Document passage:
_ _ _

We have limited options. We can either destroy the pestilent stockpile of chemical weapons at the Anniston Army Depot or we can sit on them.Let’s explore the second option first. What does waiting mean to the community? It means we have the weapons around longer, thereby putting Calhoun County at risk longer to an accident or, as Sept. 11 demonstrated, a terrorist attack. All are unlikely but must be considered when we are talking about weapons that could decimate us.
And why would we wait?
Opponents of incineration argue that waiting might bring an alternative technology that could destroy the weapons more safely. Waiting might give the alternatives more time to come along but there are no guarantees that if we waited, the technology would catch up. We could still end up using incineration.
None of the alternatives under consideration have shown that they can destroy our stockpile with its diversity of weapons and nerve agents. None have shown that they can work on such a large scale. None are benign processes. All of the alternatives produce hazardous waste.
That waste still needs evaluation, says the National Research Council, an independent research arm of Congress, composed of volunteer academics, scientists and public policy experts.
The NRC has said that none of the alternative technologies has been integrated into a full system and that “remains a major concern as a significant obstacle to full-scale implementation.”

_ _ _

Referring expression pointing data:
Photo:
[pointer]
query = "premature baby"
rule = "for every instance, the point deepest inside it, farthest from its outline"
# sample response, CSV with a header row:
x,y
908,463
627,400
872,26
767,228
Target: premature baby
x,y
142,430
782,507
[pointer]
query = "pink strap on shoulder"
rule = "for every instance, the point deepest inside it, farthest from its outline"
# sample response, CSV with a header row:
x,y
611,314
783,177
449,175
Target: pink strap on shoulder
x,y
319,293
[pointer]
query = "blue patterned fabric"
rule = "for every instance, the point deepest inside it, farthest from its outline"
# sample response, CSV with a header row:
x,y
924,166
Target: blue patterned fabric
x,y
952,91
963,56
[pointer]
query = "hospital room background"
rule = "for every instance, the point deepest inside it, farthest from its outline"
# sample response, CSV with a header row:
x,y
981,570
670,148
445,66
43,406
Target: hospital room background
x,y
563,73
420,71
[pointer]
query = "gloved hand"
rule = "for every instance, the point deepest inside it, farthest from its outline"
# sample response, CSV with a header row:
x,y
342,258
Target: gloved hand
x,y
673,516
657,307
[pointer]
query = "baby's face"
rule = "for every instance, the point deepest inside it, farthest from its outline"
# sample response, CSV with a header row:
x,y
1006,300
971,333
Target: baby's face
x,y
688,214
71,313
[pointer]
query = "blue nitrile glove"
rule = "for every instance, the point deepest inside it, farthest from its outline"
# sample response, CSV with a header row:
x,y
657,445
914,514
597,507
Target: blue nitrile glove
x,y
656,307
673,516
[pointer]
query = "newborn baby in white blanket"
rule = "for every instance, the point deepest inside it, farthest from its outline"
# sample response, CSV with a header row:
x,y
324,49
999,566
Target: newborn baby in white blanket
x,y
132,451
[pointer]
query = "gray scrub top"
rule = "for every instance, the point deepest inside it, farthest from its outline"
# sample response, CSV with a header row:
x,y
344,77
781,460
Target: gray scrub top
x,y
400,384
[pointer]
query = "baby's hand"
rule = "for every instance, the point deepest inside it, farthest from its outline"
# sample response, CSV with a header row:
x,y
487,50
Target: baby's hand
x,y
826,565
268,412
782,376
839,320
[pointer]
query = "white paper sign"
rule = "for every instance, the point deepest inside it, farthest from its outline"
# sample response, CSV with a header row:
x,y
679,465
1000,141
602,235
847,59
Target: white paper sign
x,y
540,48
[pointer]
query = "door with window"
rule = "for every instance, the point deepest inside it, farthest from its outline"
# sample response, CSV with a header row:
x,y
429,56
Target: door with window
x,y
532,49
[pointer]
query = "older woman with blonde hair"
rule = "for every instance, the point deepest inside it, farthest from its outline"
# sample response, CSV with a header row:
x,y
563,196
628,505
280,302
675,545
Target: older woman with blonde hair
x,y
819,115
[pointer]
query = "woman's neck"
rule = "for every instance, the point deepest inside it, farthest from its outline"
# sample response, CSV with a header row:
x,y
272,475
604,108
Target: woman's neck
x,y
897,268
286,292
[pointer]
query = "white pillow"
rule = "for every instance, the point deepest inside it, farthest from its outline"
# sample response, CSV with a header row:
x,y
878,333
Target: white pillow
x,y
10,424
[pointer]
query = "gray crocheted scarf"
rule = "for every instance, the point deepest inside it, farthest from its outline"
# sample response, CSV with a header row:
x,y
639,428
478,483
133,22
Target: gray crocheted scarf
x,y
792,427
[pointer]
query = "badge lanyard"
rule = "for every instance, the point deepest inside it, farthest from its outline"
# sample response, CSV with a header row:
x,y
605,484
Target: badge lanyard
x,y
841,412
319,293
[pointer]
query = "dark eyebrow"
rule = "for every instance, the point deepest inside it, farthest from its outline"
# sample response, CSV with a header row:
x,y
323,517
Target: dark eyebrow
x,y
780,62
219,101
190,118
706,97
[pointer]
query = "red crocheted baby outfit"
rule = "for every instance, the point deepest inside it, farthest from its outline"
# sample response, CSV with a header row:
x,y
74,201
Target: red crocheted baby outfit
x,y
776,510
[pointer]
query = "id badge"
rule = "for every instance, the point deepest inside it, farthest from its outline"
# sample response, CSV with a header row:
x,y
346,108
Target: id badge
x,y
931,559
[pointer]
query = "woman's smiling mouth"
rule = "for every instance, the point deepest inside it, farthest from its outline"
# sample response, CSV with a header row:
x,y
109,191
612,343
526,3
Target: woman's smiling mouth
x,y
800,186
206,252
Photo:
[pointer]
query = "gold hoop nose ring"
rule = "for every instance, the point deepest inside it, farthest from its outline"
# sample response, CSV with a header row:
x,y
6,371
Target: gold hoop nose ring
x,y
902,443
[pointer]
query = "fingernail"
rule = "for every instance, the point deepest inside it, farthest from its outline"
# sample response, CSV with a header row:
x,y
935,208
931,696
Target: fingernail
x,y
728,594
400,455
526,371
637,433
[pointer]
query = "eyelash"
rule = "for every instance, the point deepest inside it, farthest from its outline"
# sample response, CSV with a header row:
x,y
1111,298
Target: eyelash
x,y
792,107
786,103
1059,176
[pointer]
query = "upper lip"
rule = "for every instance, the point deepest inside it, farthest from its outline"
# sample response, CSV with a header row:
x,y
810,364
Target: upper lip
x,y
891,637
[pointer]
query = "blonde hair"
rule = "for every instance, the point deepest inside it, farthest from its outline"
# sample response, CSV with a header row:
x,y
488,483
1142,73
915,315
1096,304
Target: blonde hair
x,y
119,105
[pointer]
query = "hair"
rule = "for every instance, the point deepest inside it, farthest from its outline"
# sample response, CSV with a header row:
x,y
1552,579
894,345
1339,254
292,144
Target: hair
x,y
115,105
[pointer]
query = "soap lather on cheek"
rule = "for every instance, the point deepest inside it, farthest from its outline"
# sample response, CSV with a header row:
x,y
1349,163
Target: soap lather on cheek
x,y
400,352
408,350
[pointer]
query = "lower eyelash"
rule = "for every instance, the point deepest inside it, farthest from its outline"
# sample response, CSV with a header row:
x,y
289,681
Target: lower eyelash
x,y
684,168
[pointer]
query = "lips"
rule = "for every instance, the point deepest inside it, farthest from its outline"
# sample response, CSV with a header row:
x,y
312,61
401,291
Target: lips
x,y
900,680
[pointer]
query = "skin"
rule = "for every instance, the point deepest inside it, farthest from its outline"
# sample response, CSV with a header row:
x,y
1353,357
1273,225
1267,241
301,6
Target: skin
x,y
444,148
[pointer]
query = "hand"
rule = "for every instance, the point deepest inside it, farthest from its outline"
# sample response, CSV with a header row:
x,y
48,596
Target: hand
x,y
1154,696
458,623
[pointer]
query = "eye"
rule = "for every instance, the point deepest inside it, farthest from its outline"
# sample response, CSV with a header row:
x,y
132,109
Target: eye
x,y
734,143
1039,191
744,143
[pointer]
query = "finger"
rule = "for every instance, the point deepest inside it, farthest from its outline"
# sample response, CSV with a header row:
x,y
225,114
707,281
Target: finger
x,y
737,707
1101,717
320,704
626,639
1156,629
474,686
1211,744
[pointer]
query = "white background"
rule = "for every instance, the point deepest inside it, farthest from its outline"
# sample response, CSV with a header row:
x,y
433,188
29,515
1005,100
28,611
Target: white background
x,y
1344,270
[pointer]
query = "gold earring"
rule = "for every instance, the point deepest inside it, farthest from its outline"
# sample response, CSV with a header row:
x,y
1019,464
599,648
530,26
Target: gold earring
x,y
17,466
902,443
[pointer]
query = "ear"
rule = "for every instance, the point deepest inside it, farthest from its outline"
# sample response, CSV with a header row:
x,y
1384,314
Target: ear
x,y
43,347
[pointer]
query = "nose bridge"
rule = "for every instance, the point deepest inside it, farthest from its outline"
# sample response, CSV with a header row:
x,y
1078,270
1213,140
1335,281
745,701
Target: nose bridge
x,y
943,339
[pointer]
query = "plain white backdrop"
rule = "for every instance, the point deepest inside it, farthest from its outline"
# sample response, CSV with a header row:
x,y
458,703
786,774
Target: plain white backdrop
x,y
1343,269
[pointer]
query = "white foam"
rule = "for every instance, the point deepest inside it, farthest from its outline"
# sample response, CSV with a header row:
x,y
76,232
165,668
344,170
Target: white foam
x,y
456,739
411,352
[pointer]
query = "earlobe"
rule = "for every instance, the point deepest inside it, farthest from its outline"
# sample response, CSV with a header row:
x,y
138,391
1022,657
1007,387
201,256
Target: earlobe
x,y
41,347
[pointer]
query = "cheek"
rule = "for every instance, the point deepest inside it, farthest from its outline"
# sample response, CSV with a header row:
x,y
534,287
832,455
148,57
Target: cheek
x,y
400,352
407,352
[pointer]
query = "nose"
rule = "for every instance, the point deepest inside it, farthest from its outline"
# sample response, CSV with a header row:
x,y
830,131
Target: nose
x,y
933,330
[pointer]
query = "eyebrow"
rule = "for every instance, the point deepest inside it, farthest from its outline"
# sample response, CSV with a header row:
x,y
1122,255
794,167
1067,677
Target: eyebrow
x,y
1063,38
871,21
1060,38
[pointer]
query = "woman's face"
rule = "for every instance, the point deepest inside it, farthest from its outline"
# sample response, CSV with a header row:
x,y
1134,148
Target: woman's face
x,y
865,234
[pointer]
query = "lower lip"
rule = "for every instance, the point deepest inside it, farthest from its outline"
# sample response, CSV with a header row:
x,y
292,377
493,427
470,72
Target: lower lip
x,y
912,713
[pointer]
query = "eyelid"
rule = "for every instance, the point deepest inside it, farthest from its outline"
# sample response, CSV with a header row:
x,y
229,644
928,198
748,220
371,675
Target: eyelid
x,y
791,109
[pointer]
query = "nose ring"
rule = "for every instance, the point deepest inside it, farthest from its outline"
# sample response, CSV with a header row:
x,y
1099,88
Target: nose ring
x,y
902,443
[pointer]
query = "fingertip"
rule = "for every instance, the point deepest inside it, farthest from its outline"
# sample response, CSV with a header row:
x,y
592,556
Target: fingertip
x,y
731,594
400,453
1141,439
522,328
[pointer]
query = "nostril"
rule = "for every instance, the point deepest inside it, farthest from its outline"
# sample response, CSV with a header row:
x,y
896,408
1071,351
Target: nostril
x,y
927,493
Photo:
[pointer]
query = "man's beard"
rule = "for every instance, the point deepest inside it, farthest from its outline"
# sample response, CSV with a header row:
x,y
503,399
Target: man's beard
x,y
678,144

_ _ _

To do: Rewrite the passage of the editorial on the Anniston chemical weapons stockpile starting at "We have limited" and ending at "up using incineration.", substituting "burning" for every "incineration".

Solution to this exercise:
We have limited options. We can either destroy the pestilent stockpile of chemical weapons at the Anniston Army Depot or we can sit on them.Let’s explore the second option first. What does waiting mean to the community? It means we have the weapons around longer, thereby putting Calhoun County at risk longer to an accident or, as Sept. 11 demonstrated, a terrorist attack. All are unlikely but must be considered when we are talking about weapons that could decimate us.
And why would we wait?
Opponents of burning argue that waiting might bring an alternative technology that could destroy the weapons more safely. Waiting might give the alternatives more time to come along but there are no guarantees that if we waited, the technology would catch up. We could still end up using burning.